- EXCERPTED RECORDS:
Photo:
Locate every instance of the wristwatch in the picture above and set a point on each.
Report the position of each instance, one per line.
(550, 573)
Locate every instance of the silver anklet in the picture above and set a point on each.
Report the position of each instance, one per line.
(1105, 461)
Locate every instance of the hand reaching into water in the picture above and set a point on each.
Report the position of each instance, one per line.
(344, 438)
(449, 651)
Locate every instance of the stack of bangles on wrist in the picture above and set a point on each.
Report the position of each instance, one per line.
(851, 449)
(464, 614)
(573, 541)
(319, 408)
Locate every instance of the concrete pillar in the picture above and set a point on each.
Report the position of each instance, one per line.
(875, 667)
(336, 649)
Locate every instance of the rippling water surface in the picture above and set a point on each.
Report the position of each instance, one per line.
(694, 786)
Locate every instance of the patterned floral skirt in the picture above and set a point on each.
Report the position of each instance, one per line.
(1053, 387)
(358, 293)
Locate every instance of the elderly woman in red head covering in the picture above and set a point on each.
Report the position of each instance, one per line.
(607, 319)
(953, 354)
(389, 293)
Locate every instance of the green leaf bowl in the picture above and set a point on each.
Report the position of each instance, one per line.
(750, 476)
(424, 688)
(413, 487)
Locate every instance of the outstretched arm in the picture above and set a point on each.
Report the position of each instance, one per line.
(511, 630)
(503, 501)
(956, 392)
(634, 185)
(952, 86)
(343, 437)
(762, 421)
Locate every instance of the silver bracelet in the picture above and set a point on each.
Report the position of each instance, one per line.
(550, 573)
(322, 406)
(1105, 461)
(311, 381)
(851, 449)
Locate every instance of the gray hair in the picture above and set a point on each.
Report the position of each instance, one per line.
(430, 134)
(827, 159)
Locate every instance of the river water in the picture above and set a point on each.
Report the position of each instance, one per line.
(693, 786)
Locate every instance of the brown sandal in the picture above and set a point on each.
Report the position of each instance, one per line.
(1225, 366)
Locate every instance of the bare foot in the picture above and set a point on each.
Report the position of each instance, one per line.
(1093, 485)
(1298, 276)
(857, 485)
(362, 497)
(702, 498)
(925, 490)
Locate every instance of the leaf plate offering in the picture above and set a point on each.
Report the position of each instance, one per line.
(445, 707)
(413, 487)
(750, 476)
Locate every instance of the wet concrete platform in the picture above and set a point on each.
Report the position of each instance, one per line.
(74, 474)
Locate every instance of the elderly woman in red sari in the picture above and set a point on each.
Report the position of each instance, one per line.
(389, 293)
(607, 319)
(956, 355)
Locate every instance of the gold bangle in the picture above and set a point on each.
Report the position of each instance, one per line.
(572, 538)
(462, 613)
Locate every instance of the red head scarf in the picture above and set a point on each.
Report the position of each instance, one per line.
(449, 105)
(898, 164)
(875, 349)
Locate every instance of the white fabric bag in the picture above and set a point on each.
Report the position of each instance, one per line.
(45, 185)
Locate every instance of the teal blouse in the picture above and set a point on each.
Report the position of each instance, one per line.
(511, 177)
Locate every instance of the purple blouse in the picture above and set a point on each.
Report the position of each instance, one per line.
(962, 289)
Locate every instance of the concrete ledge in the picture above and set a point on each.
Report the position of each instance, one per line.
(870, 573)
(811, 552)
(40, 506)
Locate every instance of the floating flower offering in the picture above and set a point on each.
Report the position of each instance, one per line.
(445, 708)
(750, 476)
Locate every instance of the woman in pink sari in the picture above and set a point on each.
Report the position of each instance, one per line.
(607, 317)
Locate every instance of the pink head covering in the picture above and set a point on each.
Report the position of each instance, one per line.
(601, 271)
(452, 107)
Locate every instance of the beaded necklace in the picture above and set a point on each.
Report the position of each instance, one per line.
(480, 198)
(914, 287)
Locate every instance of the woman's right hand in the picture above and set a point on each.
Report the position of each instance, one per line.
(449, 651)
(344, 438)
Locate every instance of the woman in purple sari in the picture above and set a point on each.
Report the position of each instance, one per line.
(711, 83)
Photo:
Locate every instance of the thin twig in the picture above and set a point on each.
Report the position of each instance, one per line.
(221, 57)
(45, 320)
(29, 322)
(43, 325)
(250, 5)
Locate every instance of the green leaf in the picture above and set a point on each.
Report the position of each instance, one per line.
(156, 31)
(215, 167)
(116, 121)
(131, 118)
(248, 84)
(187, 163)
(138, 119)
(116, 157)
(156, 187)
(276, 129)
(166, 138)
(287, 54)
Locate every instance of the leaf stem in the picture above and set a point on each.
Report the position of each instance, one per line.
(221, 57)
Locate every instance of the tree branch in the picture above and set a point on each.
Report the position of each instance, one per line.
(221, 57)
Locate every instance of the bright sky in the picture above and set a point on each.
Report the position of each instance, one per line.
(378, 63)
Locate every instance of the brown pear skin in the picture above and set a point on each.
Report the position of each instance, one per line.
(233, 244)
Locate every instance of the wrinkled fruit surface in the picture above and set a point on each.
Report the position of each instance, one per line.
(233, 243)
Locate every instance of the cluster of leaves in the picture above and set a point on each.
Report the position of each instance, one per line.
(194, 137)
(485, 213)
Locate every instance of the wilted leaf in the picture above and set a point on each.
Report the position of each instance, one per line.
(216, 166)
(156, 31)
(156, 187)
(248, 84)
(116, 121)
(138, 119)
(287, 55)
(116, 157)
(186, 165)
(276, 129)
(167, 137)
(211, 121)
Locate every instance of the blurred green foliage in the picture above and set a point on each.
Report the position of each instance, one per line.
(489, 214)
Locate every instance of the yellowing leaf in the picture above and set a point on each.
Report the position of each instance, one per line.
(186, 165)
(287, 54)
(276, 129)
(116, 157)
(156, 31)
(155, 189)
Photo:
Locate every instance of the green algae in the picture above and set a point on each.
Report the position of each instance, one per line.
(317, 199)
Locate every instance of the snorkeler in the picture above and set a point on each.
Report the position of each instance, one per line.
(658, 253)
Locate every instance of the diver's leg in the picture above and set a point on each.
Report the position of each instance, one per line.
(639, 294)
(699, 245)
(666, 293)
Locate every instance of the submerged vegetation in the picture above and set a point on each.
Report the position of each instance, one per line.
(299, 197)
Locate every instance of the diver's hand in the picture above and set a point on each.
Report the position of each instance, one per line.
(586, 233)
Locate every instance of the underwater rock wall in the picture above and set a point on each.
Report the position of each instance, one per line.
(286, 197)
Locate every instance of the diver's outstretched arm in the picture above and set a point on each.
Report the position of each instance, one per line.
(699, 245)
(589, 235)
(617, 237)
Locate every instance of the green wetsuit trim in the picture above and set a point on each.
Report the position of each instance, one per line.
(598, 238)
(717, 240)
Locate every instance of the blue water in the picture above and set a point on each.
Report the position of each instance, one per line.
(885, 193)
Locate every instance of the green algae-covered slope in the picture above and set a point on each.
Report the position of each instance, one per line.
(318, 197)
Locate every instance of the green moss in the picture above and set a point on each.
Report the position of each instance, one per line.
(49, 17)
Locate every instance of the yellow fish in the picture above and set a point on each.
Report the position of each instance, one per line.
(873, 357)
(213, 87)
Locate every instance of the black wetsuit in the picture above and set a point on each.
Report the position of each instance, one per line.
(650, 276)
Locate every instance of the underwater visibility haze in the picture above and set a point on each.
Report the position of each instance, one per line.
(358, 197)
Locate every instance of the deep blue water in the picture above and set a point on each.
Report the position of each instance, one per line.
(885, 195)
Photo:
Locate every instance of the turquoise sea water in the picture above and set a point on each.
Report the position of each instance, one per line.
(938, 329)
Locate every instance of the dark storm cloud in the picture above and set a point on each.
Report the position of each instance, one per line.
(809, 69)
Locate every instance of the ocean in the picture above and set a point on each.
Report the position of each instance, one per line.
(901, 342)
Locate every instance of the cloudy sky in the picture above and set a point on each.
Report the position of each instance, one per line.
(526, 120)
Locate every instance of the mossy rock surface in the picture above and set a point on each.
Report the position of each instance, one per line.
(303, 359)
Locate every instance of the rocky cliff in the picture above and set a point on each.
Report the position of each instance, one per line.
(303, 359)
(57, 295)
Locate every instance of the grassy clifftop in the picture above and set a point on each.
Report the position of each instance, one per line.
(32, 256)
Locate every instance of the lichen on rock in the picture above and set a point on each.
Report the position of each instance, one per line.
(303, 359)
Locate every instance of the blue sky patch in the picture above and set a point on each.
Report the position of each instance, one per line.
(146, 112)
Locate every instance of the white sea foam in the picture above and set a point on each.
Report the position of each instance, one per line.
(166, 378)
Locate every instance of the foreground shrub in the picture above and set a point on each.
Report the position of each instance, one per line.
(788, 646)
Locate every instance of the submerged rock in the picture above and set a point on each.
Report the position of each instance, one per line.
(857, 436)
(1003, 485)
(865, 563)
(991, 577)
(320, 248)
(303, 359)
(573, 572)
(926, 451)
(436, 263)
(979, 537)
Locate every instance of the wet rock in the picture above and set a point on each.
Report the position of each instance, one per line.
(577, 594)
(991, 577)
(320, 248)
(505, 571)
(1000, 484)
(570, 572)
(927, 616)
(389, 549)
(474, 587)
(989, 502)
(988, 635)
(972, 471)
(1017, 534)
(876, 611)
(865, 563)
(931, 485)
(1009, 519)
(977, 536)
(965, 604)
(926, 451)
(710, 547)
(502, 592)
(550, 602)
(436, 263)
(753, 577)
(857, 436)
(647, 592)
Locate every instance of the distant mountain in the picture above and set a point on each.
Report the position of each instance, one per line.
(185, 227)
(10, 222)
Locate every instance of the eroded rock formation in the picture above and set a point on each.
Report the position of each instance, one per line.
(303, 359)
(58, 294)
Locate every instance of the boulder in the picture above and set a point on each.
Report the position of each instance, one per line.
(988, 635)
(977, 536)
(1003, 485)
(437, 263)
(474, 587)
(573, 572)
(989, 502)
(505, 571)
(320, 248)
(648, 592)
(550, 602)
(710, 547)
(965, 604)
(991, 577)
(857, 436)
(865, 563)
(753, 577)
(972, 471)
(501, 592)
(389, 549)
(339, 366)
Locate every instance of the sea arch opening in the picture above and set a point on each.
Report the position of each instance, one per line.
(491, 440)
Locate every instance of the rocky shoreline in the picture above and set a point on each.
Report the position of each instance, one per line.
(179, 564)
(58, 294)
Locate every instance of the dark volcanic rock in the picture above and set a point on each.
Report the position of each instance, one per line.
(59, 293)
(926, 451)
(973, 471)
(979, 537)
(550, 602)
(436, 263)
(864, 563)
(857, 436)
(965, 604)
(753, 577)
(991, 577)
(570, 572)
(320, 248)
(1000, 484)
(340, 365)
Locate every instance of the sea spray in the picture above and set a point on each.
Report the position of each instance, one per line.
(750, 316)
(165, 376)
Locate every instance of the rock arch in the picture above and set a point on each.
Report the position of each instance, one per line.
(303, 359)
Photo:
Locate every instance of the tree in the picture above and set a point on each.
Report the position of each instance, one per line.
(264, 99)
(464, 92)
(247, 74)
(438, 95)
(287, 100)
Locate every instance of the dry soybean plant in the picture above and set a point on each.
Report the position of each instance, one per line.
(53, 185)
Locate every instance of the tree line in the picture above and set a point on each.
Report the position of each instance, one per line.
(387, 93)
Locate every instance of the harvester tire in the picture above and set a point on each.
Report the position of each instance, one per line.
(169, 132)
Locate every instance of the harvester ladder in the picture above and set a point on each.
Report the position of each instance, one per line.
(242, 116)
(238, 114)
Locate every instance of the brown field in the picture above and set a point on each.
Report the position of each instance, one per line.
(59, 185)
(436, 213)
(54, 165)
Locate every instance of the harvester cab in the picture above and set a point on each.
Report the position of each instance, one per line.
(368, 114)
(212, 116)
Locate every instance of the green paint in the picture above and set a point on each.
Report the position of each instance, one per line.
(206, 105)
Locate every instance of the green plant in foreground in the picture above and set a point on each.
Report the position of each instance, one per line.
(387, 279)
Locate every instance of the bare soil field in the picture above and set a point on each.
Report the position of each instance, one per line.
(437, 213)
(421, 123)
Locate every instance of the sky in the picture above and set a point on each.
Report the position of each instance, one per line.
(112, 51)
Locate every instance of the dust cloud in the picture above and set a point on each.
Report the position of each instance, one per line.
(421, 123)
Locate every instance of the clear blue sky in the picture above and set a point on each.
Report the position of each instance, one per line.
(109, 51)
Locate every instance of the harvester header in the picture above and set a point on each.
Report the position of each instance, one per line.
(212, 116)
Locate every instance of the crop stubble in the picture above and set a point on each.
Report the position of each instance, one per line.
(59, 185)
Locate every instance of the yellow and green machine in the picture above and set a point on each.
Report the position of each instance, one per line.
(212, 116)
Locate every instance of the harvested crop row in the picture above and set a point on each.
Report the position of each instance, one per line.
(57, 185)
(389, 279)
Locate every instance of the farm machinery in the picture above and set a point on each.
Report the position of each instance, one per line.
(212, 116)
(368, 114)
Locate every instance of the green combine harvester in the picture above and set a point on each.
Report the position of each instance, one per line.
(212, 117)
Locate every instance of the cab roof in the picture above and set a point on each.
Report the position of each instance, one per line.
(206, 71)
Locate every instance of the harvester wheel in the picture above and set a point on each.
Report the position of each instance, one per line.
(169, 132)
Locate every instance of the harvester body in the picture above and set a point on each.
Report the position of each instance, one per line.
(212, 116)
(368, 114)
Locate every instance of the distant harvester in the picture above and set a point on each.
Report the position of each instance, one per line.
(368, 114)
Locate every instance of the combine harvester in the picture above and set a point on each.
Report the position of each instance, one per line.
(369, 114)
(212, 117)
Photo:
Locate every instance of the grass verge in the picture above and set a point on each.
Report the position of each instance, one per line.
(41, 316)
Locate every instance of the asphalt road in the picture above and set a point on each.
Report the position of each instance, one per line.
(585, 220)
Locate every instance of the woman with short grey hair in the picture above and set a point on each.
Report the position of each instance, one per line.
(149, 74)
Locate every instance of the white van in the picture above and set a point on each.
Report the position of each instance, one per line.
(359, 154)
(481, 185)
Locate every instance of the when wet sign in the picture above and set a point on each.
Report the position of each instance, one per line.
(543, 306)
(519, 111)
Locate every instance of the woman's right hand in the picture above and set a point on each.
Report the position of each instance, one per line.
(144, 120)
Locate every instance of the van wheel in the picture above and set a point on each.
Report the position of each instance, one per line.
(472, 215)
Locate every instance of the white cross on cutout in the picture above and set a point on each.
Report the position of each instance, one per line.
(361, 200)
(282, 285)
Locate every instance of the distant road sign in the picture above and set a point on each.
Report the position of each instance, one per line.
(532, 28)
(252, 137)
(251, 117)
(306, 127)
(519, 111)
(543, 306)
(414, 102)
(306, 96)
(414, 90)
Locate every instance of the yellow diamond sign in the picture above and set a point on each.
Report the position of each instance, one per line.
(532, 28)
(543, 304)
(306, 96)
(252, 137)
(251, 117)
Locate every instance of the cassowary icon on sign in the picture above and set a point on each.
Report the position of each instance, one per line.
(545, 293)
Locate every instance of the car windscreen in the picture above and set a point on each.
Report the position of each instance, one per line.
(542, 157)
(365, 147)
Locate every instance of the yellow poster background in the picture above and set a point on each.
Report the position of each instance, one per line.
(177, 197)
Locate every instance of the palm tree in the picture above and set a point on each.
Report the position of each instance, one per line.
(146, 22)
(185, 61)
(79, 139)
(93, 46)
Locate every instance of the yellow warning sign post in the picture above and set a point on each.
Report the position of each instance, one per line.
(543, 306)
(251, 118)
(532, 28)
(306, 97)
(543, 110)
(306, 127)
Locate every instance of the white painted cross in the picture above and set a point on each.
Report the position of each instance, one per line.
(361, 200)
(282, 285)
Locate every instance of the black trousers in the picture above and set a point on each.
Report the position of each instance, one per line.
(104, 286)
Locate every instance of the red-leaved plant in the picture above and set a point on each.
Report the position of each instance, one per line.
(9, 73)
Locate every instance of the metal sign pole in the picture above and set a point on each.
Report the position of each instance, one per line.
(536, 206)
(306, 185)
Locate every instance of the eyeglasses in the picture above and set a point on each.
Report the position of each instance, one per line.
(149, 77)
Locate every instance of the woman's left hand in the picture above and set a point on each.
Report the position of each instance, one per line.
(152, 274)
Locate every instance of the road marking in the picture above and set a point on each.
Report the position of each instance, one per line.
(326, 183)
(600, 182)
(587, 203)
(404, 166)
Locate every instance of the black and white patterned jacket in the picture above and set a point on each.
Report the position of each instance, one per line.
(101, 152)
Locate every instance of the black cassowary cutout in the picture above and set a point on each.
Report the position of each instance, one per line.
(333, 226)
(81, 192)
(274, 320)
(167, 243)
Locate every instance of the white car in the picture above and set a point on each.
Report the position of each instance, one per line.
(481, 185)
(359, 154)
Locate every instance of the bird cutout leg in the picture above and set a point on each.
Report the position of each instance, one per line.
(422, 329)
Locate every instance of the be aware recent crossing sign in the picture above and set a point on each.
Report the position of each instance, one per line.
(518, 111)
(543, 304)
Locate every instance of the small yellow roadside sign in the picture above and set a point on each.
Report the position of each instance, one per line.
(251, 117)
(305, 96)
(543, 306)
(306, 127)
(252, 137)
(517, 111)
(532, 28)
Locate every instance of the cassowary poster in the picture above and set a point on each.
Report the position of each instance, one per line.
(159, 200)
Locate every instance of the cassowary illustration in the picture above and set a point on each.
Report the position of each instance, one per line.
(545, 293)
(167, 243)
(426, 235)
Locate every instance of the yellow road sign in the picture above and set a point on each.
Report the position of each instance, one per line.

- WORK REQUIRED: Copy, character for character, the lines from the line that holds "Locate every instance of the white car" through the final line of the records above.

- RESPONSE:
Locate every instance of the white car in the picture above and set a point on each.
Report the position of each instance, one per line.
(481, 185)
(359, 154)
Locate every instance of the bird cutout leg in the picture above and set a point on each.
Report the position of each instance, one per line.
(422, 329)
Locate every instance of the be aware recent crossing sign in the picture above and set a point on each.
Report the position of each instance, one per line.
(518, 111)
(543, 304)
Locate every instance of the small yellow roadside sign in the picture above and set a point on each.
Report the position of each instance, one per line.
(251, 117)
(305, 96)
(543, 306)
(306, 127)
(252, 137)
(517, 111)
(532, 28)
Locate every instance of the cassowary poster in the picture above and set a point on each.
Report the position of each instance, one per line.
(159, 200)
Locate every instance of the cassowary illustration in the picture above and set a point on each.
Report the position of each instance, one per line.
(545, 293)
(167, 243)
(426, 235)
Locate every instance of the yellow road sign in the picture above and set a point on each.
Report the position of each instance, one per line.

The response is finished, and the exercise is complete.